Required work:
Repeat, word for word, every line from the line holding "Query: ceiling fan blade" through the final line of the entries below. Skip all pictures.

Task material:

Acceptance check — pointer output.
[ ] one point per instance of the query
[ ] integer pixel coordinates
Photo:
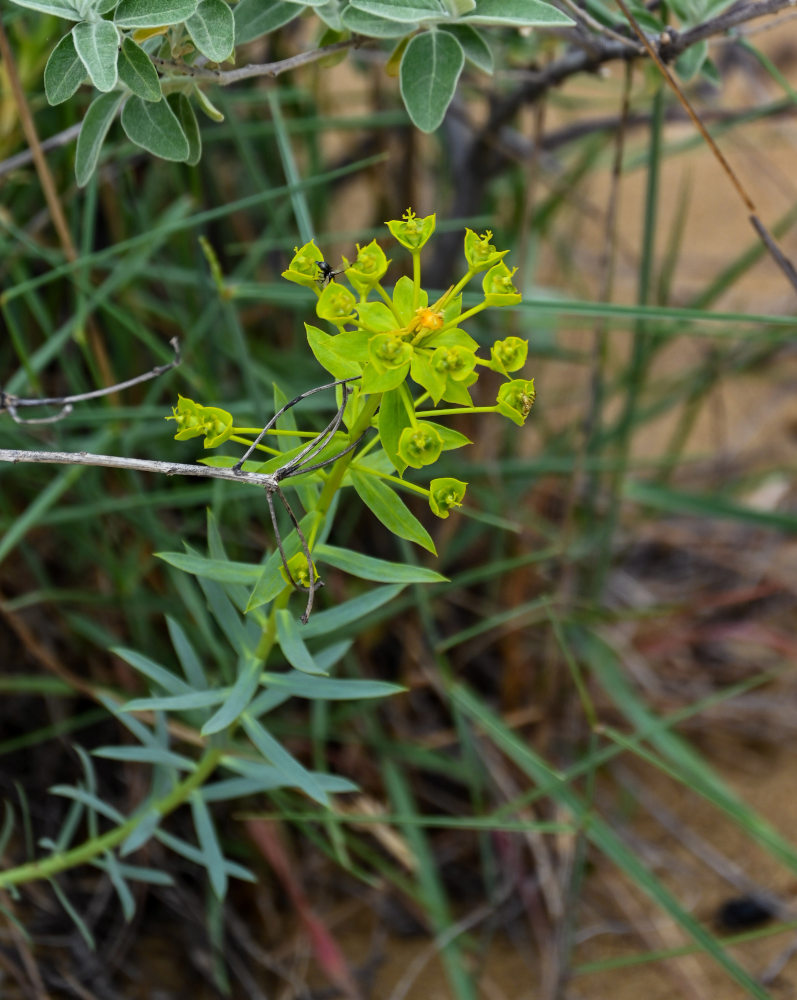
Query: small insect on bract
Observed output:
(327, 273)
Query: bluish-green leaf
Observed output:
(275, 753)
(270, 580)
(60, 8)
(239, 697)
(64, 71)
(329, 688)
(405, 11)
(154, 671)
(474, 45)
(147, 826)
(429, 71)
(690, 62)
(155, 127)
(212, 855)
(346, 614)
(363, 23)
(391, 510)
(186, 850)
(254, 18)
(177, 702)
(370, 568)
(137, 72)
(520, 13)
(96, 123)
(153, 13)
(212, 569)
(147, 755)
(97, 44)
(187, 655)
(212, 29)
(292, 644)
(181, 106)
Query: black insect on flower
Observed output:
(327, 273)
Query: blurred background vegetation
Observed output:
(587, 789)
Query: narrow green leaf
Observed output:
(391, 510)
(153, 13)
(212, 29)
(154, 671)
(186, 850)
(239, 697)
(181, 106)
(430, 68)
(292, 644)
(147, 826)
(97, 44)
(96, 123)
(147, 755)
(212, 569)
(177, 702)
(64, 71)
(254, 18)
(110, 866)
(272, 751)
(330, 689)
(331, 353)
(520, 13)
(474, 45)
(61, 8)
(137, 72)
(212, 855)
(689, 63)
(346, 614)
(186, 654)
(370, 568)
(405, 11)
(392, 419)
(155, 127)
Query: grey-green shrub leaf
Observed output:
(155, 127)
(521, 13)
(137, 72)
(429, 72)
(405, 11)
(181, 106)
(254, 18)
(474, 45)
(207, 105)
(61, 8)
(212, 29)
(96, 123)
(97, 44)
(64, 71)
(364, 23)
(292, 644)
(153, 13)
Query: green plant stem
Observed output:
(93, 848)
(416, 278)
(361, 425)
(463, 316)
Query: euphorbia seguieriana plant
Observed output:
(400, 364)
(402, 358)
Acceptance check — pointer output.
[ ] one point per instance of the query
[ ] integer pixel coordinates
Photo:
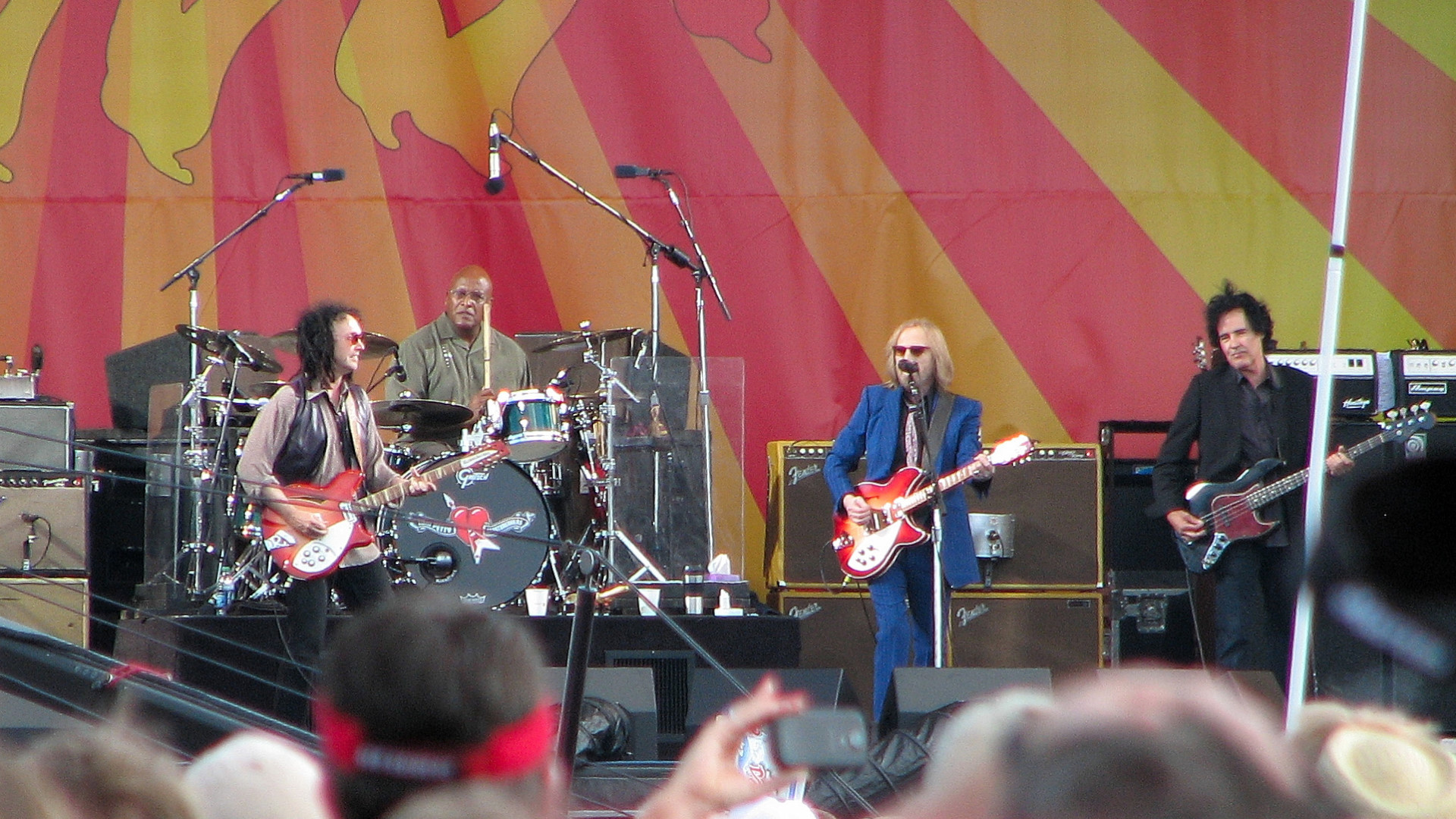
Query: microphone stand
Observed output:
(654, 246)
(937, 510)
(704, 271)
(196, 453)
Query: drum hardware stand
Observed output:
(196, 460)
(655, 248)
(607, 483)
(702, 271)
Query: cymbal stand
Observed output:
(701, 273)
(194, 401)
(606, 480)
(201, 475)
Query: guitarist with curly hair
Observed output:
(315, 430)
(1244, 411)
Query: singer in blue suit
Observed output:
(883, 431)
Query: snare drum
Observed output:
(484, 534)
(530, 423)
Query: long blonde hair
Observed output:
(940, 353)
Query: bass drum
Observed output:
(484, 535)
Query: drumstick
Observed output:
(485, 341)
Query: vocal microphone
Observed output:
(327, 175)
(495, 184)
(634, 171)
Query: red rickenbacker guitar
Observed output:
(309, 558)
(867, 551)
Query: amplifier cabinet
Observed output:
(36, 435)
(1423, 375)
(58, 504)
(1056, 630)
(1056, 497)
(801, 512)
(58, 607)
(1362, 378)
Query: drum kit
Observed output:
(484, 534)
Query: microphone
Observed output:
(634, 171)
(495, 184)
(327, 175)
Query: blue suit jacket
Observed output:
(874, 435)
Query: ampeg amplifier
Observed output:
(1362, 378)
(42, 513)
(1426, 375)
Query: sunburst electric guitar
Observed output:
(1231, 512)
(870, 550)
(315, 557)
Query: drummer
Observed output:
(444, 360)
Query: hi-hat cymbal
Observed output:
(419, 413)
(232, 346)
(264, 388)
(574, 341)
(375, 343)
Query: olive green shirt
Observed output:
(440, 366)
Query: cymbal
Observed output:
(574, 341)
(232, 346)
(419, 413)
(375, 343)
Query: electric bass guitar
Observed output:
(1229, 510)
(867, 551)
(313, 557)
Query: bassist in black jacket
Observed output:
(1239, 411)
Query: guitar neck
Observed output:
(397, 493)
(1296, 480)
(946, 484)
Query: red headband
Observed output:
(510, 751)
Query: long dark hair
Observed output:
(316, 341)
(1232, 299)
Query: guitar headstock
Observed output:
(1200, 354)
(1402, 423)
(484, 455)
(1012, 450)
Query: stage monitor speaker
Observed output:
(36, 435)
(1056, 497)
(1257, 689)
(1062, 632)
(712, 692)
(626, 687)
(915, 692)
(58, 607)
(58, 504)
(801, 512)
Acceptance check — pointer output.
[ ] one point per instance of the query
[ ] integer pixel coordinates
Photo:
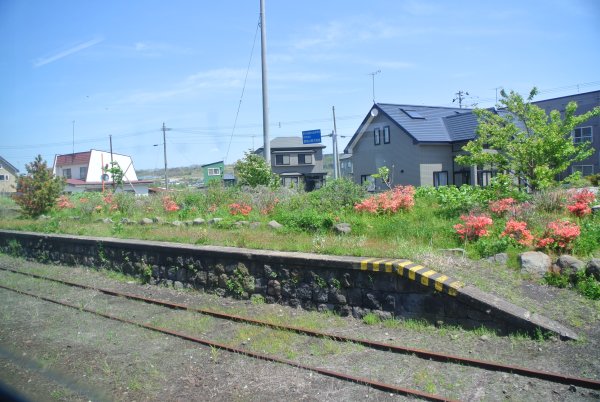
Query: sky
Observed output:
(76, 74)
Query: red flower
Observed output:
(400, 198)
(518, 231)
(559, 235)
(169, 205)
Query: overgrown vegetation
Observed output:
(38, 189)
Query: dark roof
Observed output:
(292, 142)
(78, 158)
(210, 164)
(423, 123)
(8, 166)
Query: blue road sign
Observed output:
(311, 137)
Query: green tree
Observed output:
(116, 173)
(522, 140)
(252, 170)
(38, 190)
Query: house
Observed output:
(8, 177)
(296, 163)
(346, 170)
(86, 171)
(417, 143)
(588, 131)
(213, 172)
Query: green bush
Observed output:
(307, 219)
(337, 195)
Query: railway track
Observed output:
(380, 346)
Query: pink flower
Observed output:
(559, 235)
(169, 205)
(400, 198)
(580, 202)
(518, 231)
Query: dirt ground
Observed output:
(50, 352)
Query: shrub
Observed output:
(38, 190)
(518, 232)
(337, 195)
(559, 235)
(400, 198)
(453, 201)
(551, 200)
(64, 202)
(169, 205)
(473, 226)
(240, 209)
(488, 246)
(500, 207)
(580, 202)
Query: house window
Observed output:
(586, 170)
(582, 134)
(283, 159)
(304, 159)
(377, 136)
(368, 181)
(440, 178)
(289, 182)
(386, 135)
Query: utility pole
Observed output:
(263, 53)
(373, 74)
(165, 129)
(336, 168)
(73, 137)
(460, 95)
(111, 161)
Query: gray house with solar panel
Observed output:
(417, 143)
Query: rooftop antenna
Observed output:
(460, 96)
(373, 74)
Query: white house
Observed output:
(86, 171)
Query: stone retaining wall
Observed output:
(347, 285)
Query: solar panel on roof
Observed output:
(413, 114)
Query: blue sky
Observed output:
(122, 68)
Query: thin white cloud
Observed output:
(77, 48)
(224, 78)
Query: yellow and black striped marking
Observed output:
(415, 272)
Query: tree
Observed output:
(522, 140)
(252, 170)
(116, 173)
(38, 190)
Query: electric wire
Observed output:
(242, 95)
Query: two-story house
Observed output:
(213, 172)
(417, 143)
(87, 171)
(588, 131)
(8, 177)
(296, 163)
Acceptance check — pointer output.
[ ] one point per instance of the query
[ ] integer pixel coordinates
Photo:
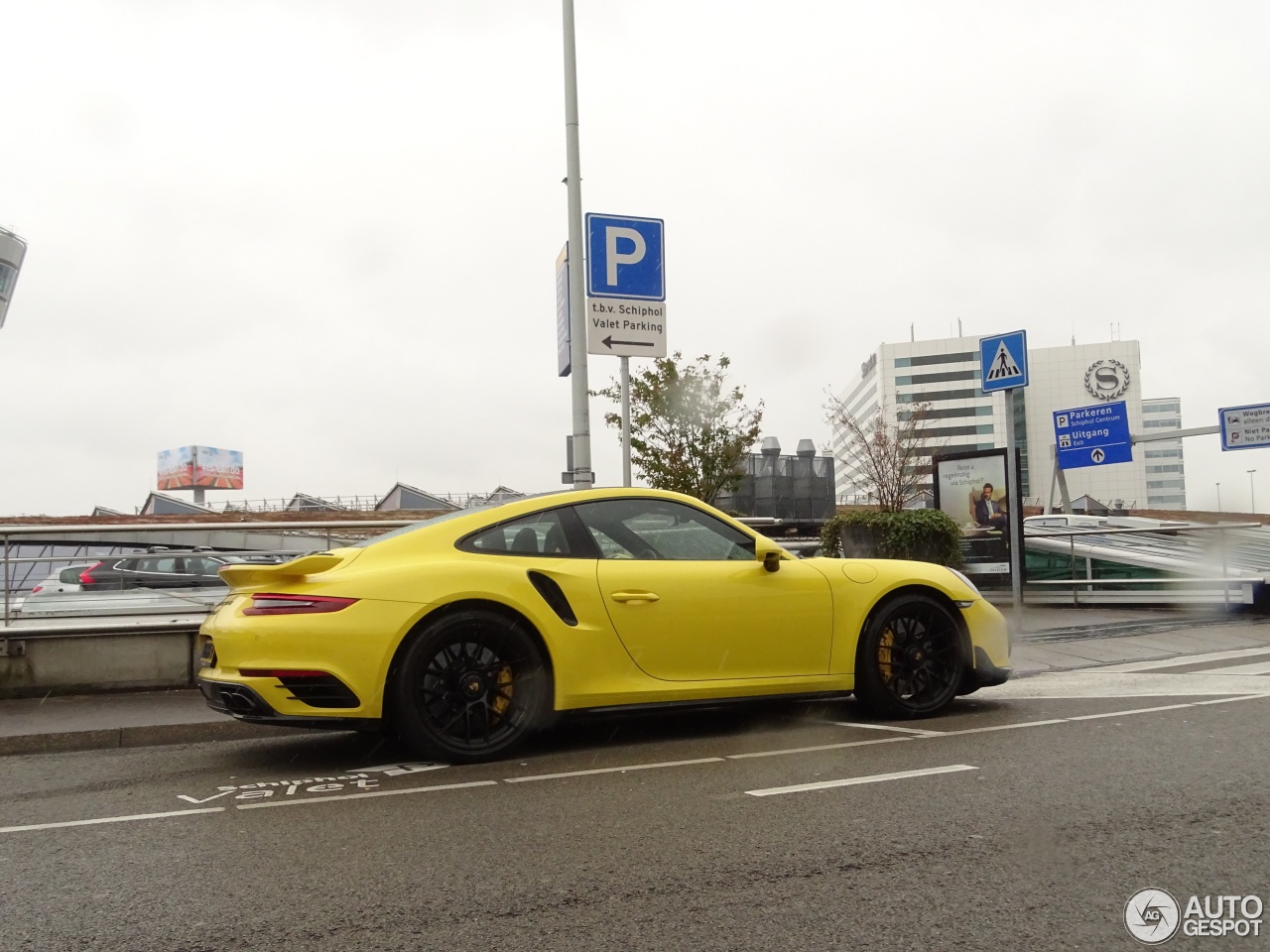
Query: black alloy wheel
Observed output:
(910, 660)
(470, 687)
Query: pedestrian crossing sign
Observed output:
(1003, 361)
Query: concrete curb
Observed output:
(140, 737)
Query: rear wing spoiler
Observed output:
(244, 575)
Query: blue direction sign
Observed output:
(1245, 426)
(625, 258)
(1003, 361)
(1092, 435)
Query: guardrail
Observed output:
(1164, 555)
(327, 531)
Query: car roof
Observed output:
(488, 515)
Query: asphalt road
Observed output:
(1011, 825)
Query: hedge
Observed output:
(922, 535)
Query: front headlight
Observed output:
(965, 581)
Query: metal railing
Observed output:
(1176, 549)
(318, 536)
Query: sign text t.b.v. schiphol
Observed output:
(1092, 435)
(625, 286)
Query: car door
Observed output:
(690, 601)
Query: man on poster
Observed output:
(988, 513)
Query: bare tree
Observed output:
(689, 426)
(885, 458)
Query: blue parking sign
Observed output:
(625, 258)
(1092, 435)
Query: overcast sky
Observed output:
(324, 231)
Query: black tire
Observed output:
(470, 687)
(910, 660)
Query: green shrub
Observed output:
(922, 535)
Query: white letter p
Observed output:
(635, 257)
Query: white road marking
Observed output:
(856, 780)
(1003, 728)
(263, 803)
(1179, 660)
(1125, 714)
(1100, 683)
(109, 819)
(820, 747)
(881, 728)
(612, 770)
(1228, 699)
(1259, 667)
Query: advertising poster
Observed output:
(177, 468)
(217, 468)
(199, 467)
(971, 489)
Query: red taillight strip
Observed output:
(275, 603)
(278, 673)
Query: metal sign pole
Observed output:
(581, 474)
(1016, 518)
(626, 421)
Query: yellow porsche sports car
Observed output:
(467, 631)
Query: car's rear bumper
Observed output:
(245, 703)
(985, 673)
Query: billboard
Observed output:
(199, 467)
(970, 488)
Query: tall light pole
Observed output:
(581, 475)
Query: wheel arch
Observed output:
(935, 594)
(466, 604)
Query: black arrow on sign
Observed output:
(610, 341)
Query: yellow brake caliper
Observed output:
(884, 645)
(503, 698)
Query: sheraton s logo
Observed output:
(1107, 380)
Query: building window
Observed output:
(934, 359)
(948, 413)
(937, 377)
(934, 431)
(931, 397)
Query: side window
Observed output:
(658, 529)
(536, 535)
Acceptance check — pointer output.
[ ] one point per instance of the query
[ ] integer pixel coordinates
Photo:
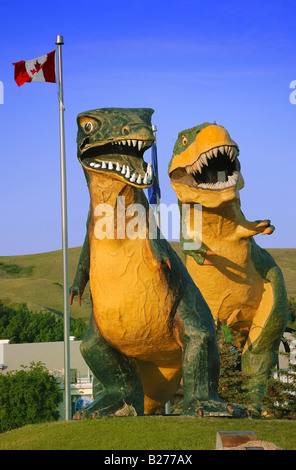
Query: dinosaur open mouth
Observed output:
(216, 169)
(121, 158)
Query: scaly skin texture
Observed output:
(240, 281)
(149, 322)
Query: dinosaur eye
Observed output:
(184, 140)
(125, 130)
(88, 127)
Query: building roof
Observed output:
(51, 354)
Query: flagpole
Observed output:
(154, 129)
(60, 42)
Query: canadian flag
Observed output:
(42, 69)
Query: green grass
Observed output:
(38, 279)
(143, 433)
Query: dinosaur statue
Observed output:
(149, 322)
(240, 281)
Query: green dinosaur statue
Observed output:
(240, 281)
(149, 322)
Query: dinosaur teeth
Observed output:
(126, 171)
(231, 181)
(231, 150)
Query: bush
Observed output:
(20, 325)
(28, 396)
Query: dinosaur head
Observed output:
(113, 140)
(204, 167)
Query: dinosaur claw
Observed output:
(210, 253)
(267, 231)
(230, 409)
(207, 263)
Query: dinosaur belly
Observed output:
(132, 304)
(232, 287)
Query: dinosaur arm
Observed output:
(82, 273)
(248, 229)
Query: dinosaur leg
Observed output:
(200, 364)
(160, 381)
(122, 392)
(261, 348)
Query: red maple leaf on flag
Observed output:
(37, 67)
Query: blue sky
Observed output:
(191, 61)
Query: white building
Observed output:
(13, 356)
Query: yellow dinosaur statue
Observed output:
(240, 281)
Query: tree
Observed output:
(28, 396)
(20, 325)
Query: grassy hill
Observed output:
(38, 279)
(143, 433)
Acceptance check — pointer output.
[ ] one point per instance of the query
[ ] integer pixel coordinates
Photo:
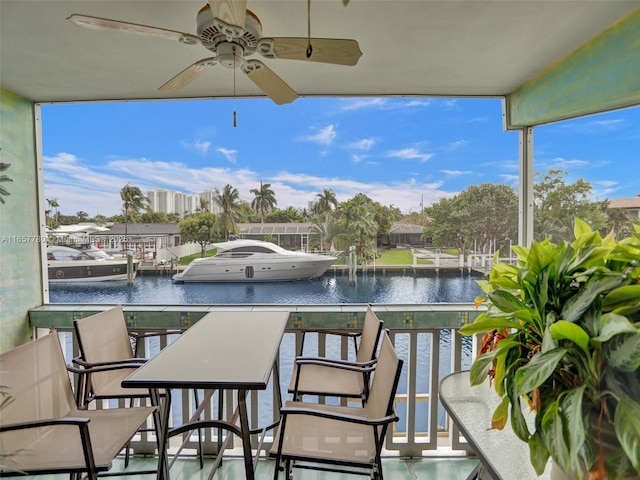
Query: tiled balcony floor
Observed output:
(432, 468)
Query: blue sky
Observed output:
(398, 151)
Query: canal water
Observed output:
(370, 287)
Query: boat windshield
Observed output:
(244, 251)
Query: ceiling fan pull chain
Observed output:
(234, 88)
(309, 47)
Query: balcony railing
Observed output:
(425, 336)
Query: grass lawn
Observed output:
(399, 257)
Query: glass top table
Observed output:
(501, 453)
(222, 351)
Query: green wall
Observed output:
(603, 74)
(20, 254)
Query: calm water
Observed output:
(375, 288)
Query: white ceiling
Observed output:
(416, 47)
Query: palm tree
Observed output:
(53, 203)
(264, 201)
(325, 200)
(324, 230)
(360, 217)
(132, 202)
(230, 206)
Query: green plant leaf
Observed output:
(628, 295)
(627, 427)
(486, 324)
(581, 228)
(538, 453)
(611, 324)
(574, 422)
(506, 302)
(501, 414)
(573, 308)
(554, 435)
(480, 368)
(541, 367)
(518, 422)
(625, 355)
(563, 330)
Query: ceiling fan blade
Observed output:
(269, 82)
(188, 75)
(326, 50)
(97, 23)
(231, 12)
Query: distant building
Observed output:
(631, 206)
(166, 201)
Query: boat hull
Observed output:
(88, 271)
(208, 270)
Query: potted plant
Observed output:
(562, 337)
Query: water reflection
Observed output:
(368, 288)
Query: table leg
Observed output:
(163, 434)
(246, 435)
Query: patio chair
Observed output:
(329, 377)
(337, 438)
(42, 431)
(107, 358)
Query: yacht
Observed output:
(85, 263)
(254, 261)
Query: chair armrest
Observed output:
(44, 423)
(124, 363)
(336, 363)
(342, 333)
(338, 416)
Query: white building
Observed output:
(165, 201)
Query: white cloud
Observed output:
(363, 103)
(564, 164)
(363, 144)
(410, 154)
(324, 136)
(230, 155)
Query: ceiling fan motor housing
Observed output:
(229, 42)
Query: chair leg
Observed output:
(200, 453)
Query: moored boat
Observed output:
(254, 261)
(85, 264)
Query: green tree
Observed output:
(325, 201)
(324, 230)
(264, 200)
(358, 215)
(132, 202)
(230, 209)
(482, 215)
(557, 205)
(288, 215)
(201, 229)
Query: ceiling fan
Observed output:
(232, 33)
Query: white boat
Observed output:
(85, 264)
(254, 261)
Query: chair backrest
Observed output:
(35, 375)
(385, 381)
(103, 337)
(371, 329)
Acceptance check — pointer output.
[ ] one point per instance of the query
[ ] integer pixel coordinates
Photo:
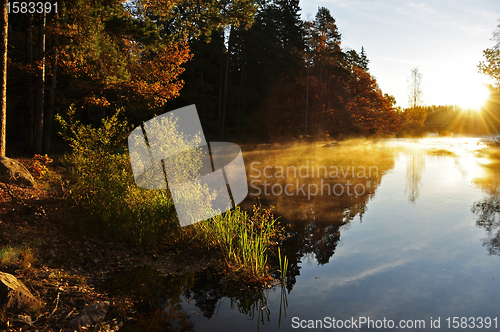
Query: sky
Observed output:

Result below:
Query: ceiling fan blade
Observed output:
(269, 82)
(188, 75)
(326, 50)
(97, 23)
(231, 12)
Query: distant building
Observed output:
(631, 206)
(166, 201)
Query: boat hull
Observed output:
(88, 271)
(208, 270)
Query: potted plant
Observed output:
(562, 337)
Query: water reflection
Observed output:
(368, 288)
Query: table leg
Observed output:
(163, 434)
(246, 435)
Query: patio chair
Observed output:
(329, 377)
(337, 438)
(42, 431)
(107, 358)
Query: yacht
Observed output:
(85, 263)
(254, 261)
Query: chair armrest
Observed output:
(44, 423)
(124, 363)
(336, 363)
(342, 333)
(338, 416)
Query: white building
Observed output:
(165, 201)
Query: white cloud
Observed output:
(363, 103)
(564, 164)
(363, 144)
(410, 154)
(324, 136)
(230, 155)
Query: ceiling fan motor housing
Observed output:
(229, 42)
Query: chair leg
Observed output:
(200, 453)
Query: moored boat
Observed output:
(254, 261)
(85, 264)
Query: green tree
Observed output:
(325, 201)
(324, 230)
(264, 200)
(358, 215)
(132, 202)
(230, 209)
(482, 215)
(557, 205)
(288, 215)
(201, 229)
Query: ceiling fan
Observed output:
(232, 33)
Query: white boat
Observed output:
(85, 264)
(254, 261)
Query: chair backrest
Observed output:
(35, 375)
(385, 381)
(103, 337)
(371, 329)
Acceptance check — pointer output.
[ ] one point per instance of the query
[ ] integer pixel coordinates
Photo:
Query: sky
Observed output:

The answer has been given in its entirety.